Poursuivez le texte consacré aux congrès de Banalyse tenus aux Fades, en reprenant juste après sa dernière phrase.

## Texte cité:

------

Entre 1982 et 1991, tous les troisièmes week-ends du mois de juin se sont tenus, à la halte ferroviaire (devenue facultative) des Fades, les fameux « Congrès ordinaires de Banalyse » fondés par deux universitaires rennais, MM. Pierre Bazantay et Yves Hélias. Laissons la parole à ce dernier1:

« Un jour, où nous nous ennuyions, ni plus ni moins que d’ordinaire, mais où nous étions, sans doute, décidés à ne plus être dupes des moyens par lesquels nous trompions l’ennui, nous eûmes une idée. Il s’agissait de séjourner quelques jours dans un petit hôtel, en face d’une petite gare, pour y constater ce qui s’y passait. Il fut également décidé d’inviter un certain nombre de personnes à nous rejoindre par voie ferroviaire dans cette « campagne d’observation du banal ». Nous nous devions ainsi d’être présents à tous les trains sur les quais de la gare, afin d’accueillir d’éventuels audacieux. L’expérience eut lieu à Fades (Puy-de-Dôme) en juin 1982. Son bilan fut tel que nous avons décidé de la reconduire tous les ans, sous l’appellation du « Congrès ordinaire de Fades ».2 La seconde édition s’est réalisée en juin 1983.

« D’un point de vue extérieur, il est tentant de réduire ce jeu à une plaisanterie ou à une réminiscence surréaliste tardive. En le pratiquant, nous avons, quant à nous, été surpris par ce qu’implique pour la pensée sa confrontation au dérisoire. Nous avons appelé « Banalyse » l’agitation mentale, encore assez confuse, que provoque cette expérimentation peu raisonnable, mais exigeante, d’une réalité sans intérêt, mais problématique. »

Les « Banalystes » sont des intellectuels se réclamant d’une mouvance post-situationniste3. Le principe du congrès imaginé par nos deux universitaires, consistait à « faire venir des gens dans un lieu d’une réalité sans intérêt manifeste. » (sic !). Ils avaient choisi ce lieu « pour sa banalité », parce qu’« il n’y avait rien à voir » (sic !)… ; un coin perdu avec sa gare d’opérette où les rares trains ne s’arrêtaient que si l’on faisait signe au conducteur… (Avouons, en passant, que c’était faire bien peu de cas de ce site d’exception…).

------

## Données extraites:
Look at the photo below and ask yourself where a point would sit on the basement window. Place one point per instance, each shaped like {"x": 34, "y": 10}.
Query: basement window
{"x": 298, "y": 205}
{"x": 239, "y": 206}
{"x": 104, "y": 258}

------

## Résultat de l'exercice:
Pour « ces cerveaux capables d’insignifiance sublimée », la modeste halte des Fades faisait office de « Perpignan du pauvre », par référence à la gare de Perpignan que l’excentrique peintre catalan Salvador Dali avait placé au centre du monde ! Mais ils étaient de plus en plus nombreux à estimer que, dans cette cosmogonie du néant, Perpignan serait, en fait, le « Fades du riche » !…

En juin 1982, une trentaine de personnes avaient été conviées au congrès. Aucune ne vint à l’exception de nos deux protagonistes ! Le congrès fut reconduit à date fixe pendant dix ans. Il mobilisa successivement encore zéro personne (1983), puis 7, puis 13, puis 33, puis 60 et se stabilisa, grâce aux efforts des organisateurs pour réduire le nombre d’invités, autour de 40. Mais le nombre de banalystes excédait déjà probablement celui des présents. En effet, selon les actes du cinquième congrès, était banalyste « quiconque, ayant eu vent du Congrès de Fades, a été fortement tenté de s’y rendre »4 !

Mais, me direz-vous, quel était exactement l’objet de ce congrès ? « Le propre de ce congrès – explique Yves Hélias – était de ne proposer aucun objet sinon celui d’être là, au cours du troisième week-end de juin »… « Il s’agissait simplement d’attendre et de rencontrer d’autres personnes ayant également estimé qu’une telle mise en perspective était fondamentale ».

Ainsi, la principale occupation des congressistes consistait-elle à « la répétition ludique d’un rituel festif » : venir attendre, six fois par jour, sur le quai de la petite station, d’autres individus qui descendraient, ou non, du prochain autorail pour « un rendez-vous considéré à l’époque comme essentiel » !… « Leur espoir, sans démiurgie, était au constat seul du banal. Ils aboutissaient, sans vouloir changer le monde, à cette question magnifique : Que faisait-on là ? ». Et à cette autre question primordiale : « que se passe-t-il lorsqu’il ne se passe rien ? » !… « Renouvelé chaque année de 1982 à 1991– précise Yves Hélias – l’appel des Fades a permis de partager et de mettre en forme par des moyens ludiques, un malaise que l’époque s’ingéniait à renvoyer au destin personnel de chaque vie privée ».

Acte fondateur de la « Banalyse », le « Congrès de Fades », outre la création d’une « situation », « permit de conceptualiser plusieurs positions-clés qui forment encore la base de l’esprit banalytique :

1°) – Une tentative de définition de ce qui n’est pas remarquable, de ce qui est moyen, mais qui forme l’immense majorité de ce qui est. 2°) – Au travers de cela, le besoin de cerner le sujet historique fondateur de cette banalité : l’Homme banal, qui par définition est l’exclu de la modernité, laquelle à travers ses enjeux, sa communication, ses modèles, ne valorise que l’exceptionnel, le performant, le beau, le chic, etc. 3°) – La mise en évidence de cet état de fait par le constat banalytique. »

« L’esprit banalytique » se perpétue encore de nos jours sous d’autres formes, tirant sa sève de la vacuité de nos sociétés matérialistes. Augusto Halmar, chroniqueur à Valparaiso a écrit : « Je n’ai rien vu sinon le monde, rien ne m’est arrivé sinon la vie » ; il aurait eu sa place dans ce congrès de Banalyse.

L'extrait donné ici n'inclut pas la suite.